*** Opening RECORDS FOR THIS EXERCISE ***

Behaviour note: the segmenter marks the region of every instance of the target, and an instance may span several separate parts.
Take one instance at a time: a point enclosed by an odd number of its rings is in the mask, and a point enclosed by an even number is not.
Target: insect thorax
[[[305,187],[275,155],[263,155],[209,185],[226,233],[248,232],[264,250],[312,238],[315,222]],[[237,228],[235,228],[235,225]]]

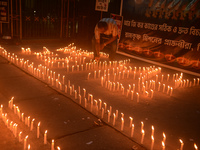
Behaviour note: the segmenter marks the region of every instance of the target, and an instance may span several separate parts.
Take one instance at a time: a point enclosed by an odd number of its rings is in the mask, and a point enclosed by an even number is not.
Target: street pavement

*** Closing RECORDS FOR THIS EXERCISE ***

> _ASSIGNMENT_
Reproduce the lines above letter for letter. The pictures stay behind.

> _WRITTEN ANSWER_
Behaviour note: the segmenter marks the region of every instance of the target, and an instance may span several separate parts.
Take one instance at a time: a point enclosed by an odd number of its rings is in the mask, and a point enclosed by an even number is not.
Target: insect thorax
[[[305,187],[275,155],[263,155],[209,185],[226,233],[248,232],[264,250],[312,238],[315,222]],[[237,228],[235,228],[235,225]]]

Behaviour note: the segmenter marks the region of every instance of the target, and an instance may span several separate parts.
Take one instance at a time: a point enclosed by an odd number of its rings is in the mask, and a point enclosed by an even number is not.
Target: street pavement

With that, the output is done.